▸ **Material supplied**
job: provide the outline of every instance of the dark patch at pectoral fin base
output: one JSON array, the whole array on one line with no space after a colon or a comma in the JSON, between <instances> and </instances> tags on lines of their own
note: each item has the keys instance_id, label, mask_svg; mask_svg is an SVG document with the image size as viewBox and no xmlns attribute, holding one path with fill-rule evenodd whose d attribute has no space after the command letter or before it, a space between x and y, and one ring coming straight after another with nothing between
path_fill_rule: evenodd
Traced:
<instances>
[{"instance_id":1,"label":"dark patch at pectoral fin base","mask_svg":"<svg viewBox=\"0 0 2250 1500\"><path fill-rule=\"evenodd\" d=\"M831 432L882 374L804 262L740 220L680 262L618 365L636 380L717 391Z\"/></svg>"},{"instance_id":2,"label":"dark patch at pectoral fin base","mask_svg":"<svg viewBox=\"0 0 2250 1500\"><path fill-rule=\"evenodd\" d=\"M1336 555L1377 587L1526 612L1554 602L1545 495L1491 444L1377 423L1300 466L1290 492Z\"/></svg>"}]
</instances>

▸ **Problem**
Retype all the material exactly as shown.

▸ **Solution below**
job: provide the outline of every instance of the dark patch at pectoral fin base
output: one JSON array, the whole array on one line with no space after a colon or a comma in the JSON, between <instances> and </instances> tags on lines of their own
note: each item has the keys instance_id, label, mask_svg; mask_svg is an SVG document with the image size as viewBox and no xmlns attribute, holding one path with fill-rule evenodd whose d attribute has no space after the command letter or before it, a space between x and y, and one ring coming straight after another with nothing between
path_fill_rule: evenodd
Traced:
<instances>
[{"instance_id":1,"label":"dark patch at pectoral fin base","mask_svg":"<svg viewBox=\"0 0 2250 1500\"><path fill-rule=\"evenodd\" d=\"M831 432L882 374L804 262L740 220L680 262L618 365L636 380L717 391Z\"/></svg>"},{"instance_id":2,"label":"dark patch at pectoral fin base","mask_svg":"<svg viewBox=\"0 0 2250 1500\"><path fill-rule=\"evenodd\" d=\"M1336 555L1377 587L1526 612L1554 602L1545 495L1491 444L1377 423L1300 466L1290 492Z\"/></svg>"}]
</instances>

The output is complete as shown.